Count the lines in the items below that contain the word "positive", treating case as significant, and give only the number.

───── The records

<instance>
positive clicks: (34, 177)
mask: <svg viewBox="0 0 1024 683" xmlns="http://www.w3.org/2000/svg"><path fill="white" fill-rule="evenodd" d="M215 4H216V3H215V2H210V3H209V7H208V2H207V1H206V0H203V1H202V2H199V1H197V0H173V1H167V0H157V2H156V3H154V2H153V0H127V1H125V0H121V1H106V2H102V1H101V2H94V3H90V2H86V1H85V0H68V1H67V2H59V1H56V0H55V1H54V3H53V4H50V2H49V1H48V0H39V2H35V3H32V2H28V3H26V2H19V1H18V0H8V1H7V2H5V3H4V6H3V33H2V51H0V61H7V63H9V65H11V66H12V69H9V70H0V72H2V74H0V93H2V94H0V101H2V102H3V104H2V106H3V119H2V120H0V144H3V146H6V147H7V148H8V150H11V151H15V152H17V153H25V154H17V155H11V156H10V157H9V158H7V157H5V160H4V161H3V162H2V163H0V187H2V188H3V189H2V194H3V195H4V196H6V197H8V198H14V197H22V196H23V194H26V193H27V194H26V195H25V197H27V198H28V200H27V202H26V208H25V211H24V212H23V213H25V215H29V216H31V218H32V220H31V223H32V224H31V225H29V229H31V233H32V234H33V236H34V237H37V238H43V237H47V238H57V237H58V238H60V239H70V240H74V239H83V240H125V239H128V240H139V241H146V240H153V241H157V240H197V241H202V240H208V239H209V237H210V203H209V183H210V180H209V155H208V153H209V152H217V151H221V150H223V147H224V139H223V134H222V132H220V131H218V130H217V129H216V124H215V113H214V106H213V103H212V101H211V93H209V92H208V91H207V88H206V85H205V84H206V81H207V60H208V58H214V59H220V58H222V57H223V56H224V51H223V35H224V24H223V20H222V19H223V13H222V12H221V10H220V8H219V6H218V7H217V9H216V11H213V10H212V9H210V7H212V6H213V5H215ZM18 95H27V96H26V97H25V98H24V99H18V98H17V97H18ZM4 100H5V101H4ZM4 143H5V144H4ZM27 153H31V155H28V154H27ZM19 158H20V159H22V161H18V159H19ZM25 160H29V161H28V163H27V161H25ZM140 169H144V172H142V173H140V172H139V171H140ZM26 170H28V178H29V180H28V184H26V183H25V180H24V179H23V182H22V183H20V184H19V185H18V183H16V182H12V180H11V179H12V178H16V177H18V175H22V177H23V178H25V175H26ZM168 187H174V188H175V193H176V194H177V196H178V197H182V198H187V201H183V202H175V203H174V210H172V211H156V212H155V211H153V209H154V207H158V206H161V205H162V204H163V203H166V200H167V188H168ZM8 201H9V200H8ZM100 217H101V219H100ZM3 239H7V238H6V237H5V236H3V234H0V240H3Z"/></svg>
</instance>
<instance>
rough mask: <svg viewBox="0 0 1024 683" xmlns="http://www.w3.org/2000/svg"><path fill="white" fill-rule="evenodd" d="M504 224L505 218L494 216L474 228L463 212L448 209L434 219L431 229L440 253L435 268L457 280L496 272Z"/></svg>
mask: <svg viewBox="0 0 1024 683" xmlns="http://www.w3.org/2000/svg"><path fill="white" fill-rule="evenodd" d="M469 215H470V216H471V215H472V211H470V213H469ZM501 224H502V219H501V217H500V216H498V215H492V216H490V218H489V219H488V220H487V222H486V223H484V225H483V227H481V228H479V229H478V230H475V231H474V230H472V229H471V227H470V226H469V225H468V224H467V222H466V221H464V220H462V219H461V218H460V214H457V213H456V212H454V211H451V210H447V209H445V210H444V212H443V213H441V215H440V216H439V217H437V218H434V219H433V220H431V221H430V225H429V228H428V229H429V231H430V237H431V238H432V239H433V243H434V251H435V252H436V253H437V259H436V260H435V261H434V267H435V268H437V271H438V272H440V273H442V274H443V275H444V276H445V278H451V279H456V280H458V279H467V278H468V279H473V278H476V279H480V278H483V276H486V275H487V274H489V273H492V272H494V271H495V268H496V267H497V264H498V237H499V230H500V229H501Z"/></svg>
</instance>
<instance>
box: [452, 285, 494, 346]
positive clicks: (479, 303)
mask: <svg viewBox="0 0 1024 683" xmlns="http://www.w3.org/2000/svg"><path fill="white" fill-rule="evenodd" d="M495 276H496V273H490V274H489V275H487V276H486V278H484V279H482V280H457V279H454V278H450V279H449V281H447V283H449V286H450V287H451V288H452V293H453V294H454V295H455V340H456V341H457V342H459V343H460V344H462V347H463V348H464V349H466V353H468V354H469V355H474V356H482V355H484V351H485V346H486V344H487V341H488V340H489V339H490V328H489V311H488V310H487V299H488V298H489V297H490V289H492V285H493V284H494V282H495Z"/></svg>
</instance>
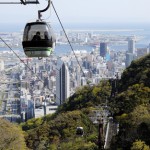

──────────

• _Exercise answer_
2